- [Data supplied]:
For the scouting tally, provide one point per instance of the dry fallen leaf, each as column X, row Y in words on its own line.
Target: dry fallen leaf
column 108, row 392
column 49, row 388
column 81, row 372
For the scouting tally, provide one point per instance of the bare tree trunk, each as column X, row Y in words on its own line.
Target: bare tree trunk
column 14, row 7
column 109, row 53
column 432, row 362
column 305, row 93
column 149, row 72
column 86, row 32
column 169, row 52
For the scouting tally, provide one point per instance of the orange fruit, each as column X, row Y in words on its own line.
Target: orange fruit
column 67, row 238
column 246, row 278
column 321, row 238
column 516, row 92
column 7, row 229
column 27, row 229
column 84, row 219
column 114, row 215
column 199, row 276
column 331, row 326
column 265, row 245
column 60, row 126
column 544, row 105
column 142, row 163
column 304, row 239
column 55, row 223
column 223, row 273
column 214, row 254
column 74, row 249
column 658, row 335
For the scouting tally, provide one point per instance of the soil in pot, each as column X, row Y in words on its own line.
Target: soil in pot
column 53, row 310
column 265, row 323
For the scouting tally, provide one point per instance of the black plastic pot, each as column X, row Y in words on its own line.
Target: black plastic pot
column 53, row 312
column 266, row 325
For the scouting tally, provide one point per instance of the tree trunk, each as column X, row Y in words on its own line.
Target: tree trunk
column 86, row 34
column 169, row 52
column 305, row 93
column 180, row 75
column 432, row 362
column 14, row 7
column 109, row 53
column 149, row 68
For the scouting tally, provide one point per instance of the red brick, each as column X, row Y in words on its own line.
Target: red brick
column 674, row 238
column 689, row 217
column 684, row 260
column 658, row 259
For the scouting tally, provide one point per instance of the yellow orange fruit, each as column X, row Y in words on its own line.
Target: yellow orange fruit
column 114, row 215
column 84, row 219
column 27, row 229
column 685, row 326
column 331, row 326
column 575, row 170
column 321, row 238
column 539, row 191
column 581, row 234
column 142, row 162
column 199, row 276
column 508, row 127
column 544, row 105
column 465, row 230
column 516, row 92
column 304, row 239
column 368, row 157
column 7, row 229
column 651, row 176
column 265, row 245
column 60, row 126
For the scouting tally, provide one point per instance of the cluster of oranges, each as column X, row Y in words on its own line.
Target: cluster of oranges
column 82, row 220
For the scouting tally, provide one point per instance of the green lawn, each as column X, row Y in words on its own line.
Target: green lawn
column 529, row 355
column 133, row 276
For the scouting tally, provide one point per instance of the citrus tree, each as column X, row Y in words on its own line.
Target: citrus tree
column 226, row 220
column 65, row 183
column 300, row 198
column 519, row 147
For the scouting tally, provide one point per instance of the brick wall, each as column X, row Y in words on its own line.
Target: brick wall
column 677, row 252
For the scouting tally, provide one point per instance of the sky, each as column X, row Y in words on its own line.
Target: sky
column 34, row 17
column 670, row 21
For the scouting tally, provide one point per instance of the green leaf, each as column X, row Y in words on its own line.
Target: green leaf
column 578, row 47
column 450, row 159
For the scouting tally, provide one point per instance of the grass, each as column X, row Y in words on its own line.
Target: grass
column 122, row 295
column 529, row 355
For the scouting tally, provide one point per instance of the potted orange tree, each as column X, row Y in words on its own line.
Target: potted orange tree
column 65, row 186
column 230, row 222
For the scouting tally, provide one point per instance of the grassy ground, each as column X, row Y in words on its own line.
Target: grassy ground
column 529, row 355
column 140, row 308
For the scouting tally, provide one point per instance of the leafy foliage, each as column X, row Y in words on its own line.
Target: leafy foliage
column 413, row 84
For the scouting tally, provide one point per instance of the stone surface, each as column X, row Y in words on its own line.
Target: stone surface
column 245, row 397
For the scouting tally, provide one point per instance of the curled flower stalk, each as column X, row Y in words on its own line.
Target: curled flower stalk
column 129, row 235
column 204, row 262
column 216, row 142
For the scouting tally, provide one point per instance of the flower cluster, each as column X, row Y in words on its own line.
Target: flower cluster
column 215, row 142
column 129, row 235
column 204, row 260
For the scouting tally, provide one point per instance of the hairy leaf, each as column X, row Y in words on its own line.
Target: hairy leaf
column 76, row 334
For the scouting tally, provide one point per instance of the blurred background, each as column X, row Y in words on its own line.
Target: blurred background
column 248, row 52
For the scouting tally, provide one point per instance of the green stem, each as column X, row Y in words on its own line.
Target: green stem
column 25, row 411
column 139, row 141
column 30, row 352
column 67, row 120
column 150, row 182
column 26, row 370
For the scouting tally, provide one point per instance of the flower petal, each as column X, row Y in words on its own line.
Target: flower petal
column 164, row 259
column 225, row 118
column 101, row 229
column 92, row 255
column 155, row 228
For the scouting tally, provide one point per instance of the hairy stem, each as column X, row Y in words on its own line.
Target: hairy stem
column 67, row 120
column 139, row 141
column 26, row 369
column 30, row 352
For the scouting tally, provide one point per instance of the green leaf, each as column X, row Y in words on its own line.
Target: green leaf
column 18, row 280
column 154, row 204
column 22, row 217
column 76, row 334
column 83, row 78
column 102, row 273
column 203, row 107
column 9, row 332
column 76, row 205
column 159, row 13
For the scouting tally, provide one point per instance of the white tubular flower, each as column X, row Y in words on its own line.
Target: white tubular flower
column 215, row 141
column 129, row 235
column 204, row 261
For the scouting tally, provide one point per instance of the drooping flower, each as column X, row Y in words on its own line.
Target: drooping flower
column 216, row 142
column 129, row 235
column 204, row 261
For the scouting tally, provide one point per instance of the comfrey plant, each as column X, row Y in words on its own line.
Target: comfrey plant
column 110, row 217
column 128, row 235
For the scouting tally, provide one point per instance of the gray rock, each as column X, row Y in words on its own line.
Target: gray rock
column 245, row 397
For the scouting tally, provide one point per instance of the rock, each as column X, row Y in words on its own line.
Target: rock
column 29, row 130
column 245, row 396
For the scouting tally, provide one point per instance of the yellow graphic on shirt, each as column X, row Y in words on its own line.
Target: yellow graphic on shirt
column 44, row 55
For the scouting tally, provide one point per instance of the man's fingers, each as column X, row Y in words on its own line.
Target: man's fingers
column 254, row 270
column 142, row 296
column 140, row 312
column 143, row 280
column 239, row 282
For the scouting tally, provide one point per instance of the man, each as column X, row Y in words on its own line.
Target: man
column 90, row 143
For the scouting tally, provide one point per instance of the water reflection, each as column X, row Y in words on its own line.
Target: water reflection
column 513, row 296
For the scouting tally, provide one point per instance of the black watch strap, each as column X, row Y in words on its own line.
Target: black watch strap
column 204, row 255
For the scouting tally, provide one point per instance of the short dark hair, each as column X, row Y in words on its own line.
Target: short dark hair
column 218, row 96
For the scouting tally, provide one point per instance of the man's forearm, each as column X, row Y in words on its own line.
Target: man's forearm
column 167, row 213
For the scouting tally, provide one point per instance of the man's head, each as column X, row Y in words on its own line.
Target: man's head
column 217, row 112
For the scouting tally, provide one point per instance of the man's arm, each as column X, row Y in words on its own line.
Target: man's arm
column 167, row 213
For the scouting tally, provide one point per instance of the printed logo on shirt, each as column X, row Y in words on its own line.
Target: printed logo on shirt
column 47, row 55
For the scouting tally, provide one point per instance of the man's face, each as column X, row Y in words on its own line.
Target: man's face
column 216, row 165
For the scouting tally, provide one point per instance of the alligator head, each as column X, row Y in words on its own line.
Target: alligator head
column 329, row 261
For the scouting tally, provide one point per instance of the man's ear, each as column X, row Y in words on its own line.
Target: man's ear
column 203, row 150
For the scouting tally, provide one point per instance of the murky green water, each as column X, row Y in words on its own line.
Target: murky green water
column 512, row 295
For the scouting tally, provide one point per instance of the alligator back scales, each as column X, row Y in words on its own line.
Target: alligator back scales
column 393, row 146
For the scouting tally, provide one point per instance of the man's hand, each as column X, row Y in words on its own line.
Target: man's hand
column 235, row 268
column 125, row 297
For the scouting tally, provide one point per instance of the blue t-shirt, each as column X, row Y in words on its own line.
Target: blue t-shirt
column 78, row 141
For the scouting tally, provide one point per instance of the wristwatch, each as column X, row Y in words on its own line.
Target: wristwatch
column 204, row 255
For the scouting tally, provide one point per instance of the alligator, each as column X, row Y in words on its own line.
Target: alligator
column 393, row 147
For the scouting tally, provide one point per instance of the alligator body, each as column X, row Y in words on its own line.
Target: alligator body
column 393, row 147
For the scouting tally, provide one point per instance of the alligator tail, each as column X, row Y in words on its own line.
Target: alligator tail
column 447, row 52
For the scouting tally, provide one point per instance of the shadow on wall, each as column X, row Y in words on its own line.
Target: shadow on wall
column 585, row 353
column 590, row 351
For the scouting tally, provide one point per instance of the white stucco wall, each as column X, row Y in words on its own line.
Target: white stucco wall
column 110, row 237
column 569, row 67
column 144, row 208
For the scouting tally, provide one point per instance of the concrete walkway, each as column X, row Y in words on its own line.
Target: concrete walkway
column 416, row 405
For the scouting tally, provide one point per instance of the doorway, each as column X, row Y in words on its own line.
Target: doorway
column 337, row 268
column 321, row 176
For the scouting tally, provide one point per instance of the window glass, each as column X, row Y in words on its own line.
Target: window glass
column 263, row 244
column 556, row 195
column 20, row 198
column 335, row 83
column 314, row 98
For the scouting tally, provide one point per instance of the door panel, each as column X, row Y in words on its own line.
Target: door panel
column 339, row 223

- [Required work]: Copy the entries from the line containing "the white stucco" down to the line containing "column 144, row 208", replacing "white stucco wall" with "painted plaster wall" and keeping everything else unchanged.

- [Answer to the problem]:
For the scouting tally, provide one point per instance of the painted plaster wall, each as column X, row Y in words on its own line.
Target: painted plaster wall
column 110, row 237
column 569, row 67
column 144, row 208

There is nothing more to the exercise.